# Given request
Substitute "oboe" for "clarinet" in the stretch of the data from the line containing "clarinet in this photo." through the end, and give only those lines back with everything else unchanged.
::: Data supplied
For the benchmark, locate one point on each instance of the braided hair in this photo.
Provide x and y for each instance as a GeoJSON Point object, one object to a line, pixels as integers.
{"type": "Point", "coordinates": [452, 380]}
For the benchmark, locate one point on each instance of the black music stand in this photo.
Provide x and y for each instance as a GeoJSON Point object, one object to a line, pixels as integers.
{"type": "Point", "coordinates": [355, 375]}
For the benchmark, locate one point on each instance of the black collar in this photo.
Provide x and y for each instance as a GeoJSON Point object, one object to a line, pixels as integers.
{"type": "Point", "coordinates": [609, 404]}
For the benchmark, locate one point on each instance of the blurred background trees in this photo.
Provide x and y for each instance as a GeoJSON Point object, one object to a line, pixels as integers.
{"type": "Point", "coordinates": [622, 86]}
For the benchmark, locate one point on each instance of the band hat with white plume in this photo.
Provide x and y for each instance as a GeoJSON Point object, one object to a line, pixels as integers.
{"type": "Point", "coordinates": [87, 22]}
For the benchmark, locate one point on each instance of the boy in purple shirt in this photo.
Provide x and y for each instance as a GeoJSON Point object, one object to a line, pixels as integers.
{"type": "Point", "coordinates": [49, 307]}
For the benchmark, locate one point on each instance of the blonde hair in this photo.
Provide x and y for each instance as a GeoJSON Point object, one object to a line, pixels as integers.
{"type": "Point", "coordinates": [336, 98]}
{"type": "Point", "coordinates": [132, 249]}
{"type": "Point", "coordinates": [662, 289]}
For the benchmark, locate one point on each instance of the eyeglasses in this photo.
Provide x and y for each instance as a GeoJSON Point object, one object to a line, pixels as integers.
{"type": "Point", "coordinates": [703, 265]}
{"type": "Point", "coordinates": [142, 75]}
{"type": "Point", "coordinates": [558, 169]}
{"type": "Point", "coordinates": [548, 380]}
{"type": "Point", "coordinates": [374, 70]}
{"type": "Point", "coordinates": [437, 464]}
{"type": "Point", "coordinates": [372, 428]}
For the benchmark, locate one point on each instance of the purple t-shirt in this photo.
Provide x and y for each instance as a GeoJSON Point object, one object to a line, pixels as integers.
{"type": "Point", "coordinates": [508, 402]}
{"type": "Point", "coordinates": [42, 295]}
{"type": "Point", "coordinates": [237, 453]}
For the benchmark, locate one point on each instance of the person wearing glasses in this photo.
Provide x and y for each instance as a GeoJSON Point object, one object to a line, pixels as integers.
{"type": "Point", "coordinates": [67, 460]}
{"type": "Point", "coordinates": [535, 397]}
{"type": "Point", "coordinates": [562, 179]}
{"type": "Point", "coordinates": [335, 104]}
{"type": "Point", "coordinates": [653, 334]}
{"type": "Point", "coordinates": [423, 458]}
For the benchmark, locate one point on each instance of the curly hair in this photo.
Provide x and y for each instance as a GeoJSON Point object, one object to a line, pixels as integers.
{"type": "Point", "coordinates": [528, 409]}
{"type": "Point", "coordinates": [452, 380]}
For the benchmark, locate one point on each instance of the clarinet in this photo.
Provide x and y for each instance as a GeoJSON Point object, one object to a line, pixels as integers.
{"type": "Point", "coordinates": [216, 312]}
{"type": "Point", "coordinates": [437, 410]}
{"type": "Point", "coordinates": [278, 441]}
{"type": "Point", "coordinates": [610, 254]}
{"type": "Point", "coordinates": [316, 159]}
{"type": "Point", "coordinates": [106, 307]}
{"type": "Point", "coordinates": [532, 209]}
::::::
# Response
For the benchmark, locate one point on each instance of the oboe in this photo.
Provide x and y for each instance as a GeoJSON Point object, one object to a line, pixels as integers.
{"type": "Point", "coordinates": [216, 312]}
{"type": "Point", "coordinates": [437, 410]}
{"type": "Point", "coordinates": [278, 441]}
{"type": "Point", "coordinates": [610, 254]}
{"type": "Point", "coordinates": [316, 159]}
{"type": "Point", "coordinates": [106, 307]}
{"type": "Point", "coordinates": [532, 209]}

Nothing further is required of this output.